Exercise aim:
From the line with "the bush with green leaves" to the line with "the mower control lever", retype every line exactly, including those two, and leave out the rest of the data below.

┌─ Dataset

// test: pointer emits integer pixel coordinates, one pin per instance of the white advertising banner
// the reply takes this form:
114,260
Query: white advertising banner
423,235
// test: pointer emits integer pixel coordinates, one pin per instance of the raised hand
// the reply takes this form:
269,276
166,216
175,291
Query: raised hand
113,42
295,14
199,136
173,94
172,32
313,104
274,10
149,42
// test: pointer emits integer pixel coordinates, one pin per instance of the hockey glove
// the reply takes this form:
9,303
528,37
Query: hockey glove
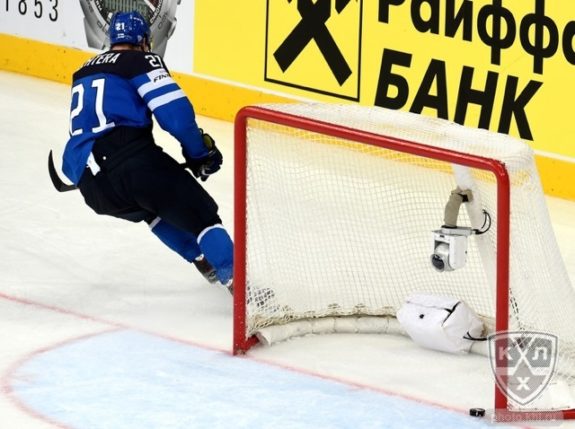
207,165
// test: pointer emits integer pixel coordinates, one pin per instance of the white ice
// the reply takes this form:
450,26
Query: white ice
103,327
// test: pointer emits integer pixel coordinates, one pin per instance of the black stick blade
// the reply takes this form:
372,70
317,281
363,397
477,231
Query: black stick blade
56,181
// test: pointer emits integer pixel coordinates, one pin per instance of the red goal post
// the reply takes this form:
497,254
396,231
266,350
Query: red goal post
281,119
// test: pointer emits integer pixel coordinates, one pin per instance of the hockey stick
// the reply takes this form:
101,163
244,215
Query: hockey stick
56,181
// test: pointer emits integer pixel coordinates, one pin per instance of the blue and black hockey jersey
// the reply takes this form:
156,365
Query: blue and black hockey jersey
124,88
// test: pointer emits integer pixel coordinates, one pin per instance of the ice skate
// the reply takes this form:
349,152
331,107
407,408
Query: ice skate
206,269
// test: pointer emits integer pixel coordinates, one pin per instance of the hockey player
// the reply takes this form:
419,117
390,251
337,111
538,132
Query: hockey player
112,158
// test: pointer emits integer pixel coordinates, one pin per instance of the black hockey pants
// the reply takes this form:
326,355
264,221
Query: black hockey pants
139,181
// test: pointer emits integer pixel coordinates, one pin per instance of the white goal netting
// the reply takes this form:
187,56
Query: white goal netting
340,229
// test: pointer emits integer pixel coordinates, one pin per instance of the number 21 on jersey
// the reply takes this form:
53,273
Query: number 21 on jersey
97,107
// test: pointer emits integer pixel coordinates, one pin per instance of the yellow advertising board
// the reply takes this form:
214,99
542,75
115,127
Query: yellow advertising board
504,65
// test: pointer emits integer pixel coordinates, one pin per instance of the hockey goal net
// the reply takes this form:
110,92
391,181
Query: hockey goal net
334,211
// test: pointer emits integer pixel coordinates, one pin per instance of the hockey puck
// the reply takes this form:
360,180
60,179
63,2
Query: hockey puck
477,412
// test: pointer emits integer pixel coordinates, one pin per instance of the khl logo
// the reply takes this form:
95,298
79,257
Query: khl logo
523,363
312,26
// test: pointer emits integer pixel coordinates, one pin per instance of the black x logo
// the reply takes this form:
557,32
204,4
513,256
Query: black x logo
312,27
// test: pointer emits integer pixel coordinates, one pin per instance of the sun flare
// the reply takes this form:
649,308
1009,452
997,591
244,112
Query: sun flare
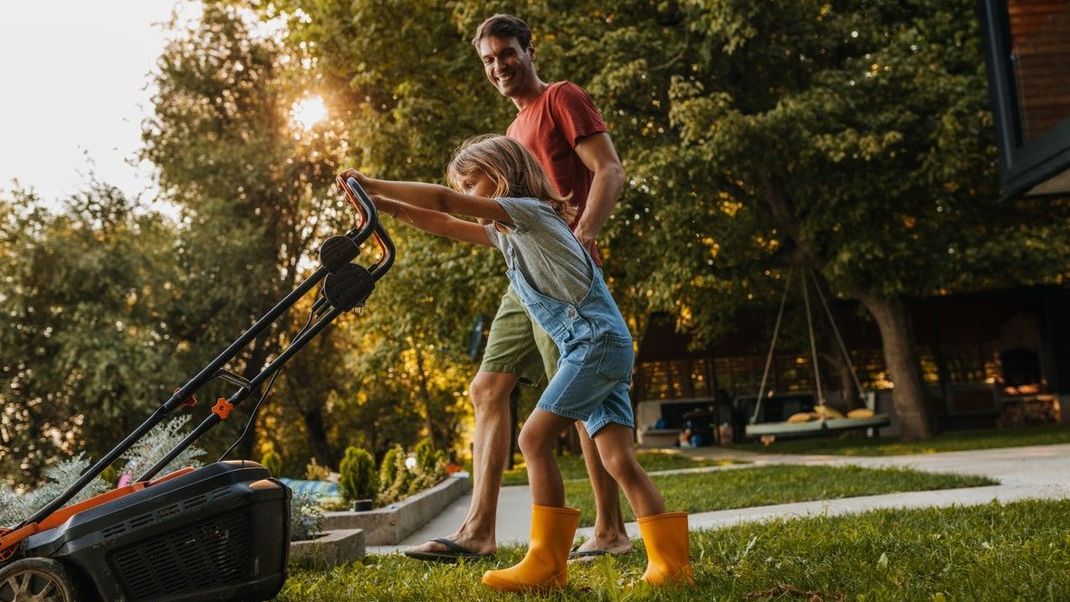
308,111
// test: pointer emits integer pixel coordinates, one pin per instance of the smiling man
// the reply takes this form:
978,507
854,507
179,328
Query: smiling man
562,127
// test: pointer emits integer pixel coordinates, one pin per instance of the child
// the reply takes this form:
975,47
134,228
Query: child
499,182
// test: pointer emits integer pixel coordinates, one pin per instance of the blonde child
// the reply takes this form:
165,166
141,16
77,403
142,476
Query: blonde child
499,182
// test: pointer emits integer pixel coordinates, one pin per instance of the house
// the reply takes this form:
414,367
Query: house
992,357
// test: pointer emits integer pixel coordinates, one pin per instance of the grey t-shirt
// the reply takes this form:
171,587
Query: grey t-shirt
547,251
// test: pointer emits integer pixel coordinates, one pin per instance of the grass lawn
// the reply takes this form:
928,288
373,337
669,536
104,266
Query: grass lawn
987,553
571,466
745,488
951,441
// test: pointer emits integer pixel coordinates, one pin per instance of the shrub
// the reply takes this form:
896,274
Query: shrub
15,507
397,488
306,519
388,468
315,472
358,478
273,462
157,443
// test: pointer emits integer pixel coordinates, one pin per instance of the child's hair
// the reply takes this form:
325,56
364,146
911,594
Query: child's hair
513,169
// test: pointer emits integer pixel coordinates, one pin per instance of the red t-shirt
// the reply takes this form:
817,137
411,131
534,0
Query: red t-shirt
550,127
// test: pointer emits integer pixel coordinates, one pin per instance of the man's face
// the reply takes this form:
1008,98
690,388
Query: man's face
509,67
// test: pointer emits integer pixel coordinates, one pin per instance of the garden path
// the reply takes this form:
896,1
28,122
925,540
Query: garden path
1037,472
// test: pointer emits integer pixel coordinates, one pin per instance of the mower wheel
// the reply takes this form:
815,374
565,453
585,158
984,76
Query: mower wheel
36,580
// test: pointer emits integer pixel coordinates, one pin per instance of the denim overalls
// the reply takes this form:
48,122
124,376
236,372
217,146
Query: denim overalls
594,370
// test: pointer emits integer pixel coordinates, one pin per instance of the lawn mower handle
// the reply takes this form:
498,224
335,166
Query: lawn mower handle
368,227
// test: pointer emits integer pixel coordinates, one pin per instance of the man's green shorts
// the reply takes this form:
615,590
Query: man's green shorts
518,345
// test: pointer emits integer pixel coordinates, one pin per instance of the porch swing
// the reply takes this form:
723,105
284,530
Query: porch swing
826,419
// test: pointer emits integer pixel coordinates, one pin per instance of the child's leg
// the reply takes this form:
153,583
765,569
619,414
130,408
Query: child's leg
665,534
537,440
553,526
618,457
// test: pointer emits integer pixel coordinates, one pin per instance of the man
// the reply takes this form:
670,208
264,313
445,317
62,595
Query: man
562,127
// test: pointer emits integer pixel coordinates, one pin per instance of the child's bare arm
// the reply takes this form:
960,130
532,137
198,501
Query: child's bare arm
432,221
432,197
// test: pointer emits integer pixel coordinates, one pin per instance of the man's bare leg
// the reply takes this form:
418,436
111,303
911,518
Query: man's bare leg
610,535
491,446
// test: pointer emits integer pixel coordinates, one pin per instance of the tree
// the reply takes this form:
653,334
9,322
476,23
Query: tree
852,138
88,349
255,190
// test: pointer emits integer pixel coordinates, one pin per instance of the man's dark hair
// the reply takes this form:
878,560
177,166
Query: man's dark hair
504,26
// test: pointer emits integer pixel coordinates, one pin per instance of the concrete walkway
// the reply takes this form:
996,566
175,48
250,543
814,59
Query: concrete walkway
1039,472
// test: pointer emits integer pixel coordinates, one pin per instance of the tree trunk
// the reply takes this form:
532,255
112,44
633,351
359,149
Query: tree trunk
426,392
901,357
317,436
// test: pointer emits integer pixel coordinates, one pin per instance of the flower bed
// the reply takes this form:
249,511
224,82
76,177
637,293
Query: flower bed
393,524
329,549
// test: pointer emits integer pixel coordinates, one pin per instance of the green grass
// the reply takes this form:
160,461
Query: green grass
986,553
951,441
652,460
746,488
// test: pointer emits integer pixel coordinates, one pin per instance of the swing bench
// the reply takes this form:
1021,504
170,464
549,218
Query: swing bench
827,420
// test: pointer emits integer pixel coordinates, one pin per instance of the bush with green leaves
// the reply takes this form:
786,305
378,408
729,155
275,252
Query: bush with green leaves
357,475
316,472
306,518
144,453
273,462
157,443
398,479
15,507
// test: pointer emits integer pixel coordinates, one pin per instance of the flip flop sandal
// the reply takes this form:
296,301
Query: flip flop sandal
576,555
453,553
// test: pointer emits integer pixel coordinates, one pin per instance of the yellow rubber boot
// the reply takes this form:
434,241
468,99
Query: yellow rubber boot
666,538
546,565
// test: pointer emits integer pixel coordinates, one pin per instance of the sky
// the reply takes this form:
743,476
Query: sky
73,92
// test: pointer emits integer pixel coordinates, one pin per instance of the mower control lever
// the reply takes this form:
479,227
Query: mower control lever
235,380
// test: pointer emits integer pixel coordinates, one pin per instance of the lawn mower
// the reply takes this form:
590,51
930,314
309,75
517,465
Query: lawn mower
216,533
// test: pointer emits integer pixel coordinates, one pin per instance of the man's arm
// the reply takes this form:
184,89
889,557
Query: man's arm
599,155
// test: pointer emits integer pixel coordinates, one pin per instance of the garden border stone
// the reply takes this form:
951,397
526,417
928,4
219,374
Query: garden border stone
330,549
393,524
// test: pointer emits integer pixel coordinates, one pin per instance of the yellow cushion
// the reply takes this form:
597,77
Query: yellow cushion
826,412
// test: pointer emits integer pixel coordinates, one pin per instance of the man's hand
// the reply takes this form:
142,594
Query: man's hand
599,155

└─

Solution for this problem:
// test: pointer emits integer pixel coordinates, one pin per instance of the bush with green leaves
// the reply takes this form:
786,305
378,408
729,155
275,252
Query: bush with green leaves
357,475
316,472
306,518
144,453
273,462
157,443
398,479
15,507
// test: pointer emits integer pixel coordinates, one pin per instance of the flip flop sandal
// the reply takes this form:
296,301
Query: flip flop sandal
576,555
453,553
// test: pointer emits integer pixel coordinates, one pin per instance of the yellow rubber boot
// the reply takes this form:
434,241
468,99
Query: yellow rubber boot
666,538
546,565
// test: pointer emits integer pixel coordinates, one pin per instance of the sky
// the reply takes this form:
743,476
Query: sky
73,92
// test: pointer emits integer pixel coordinates, one pin per instance of the mower control lever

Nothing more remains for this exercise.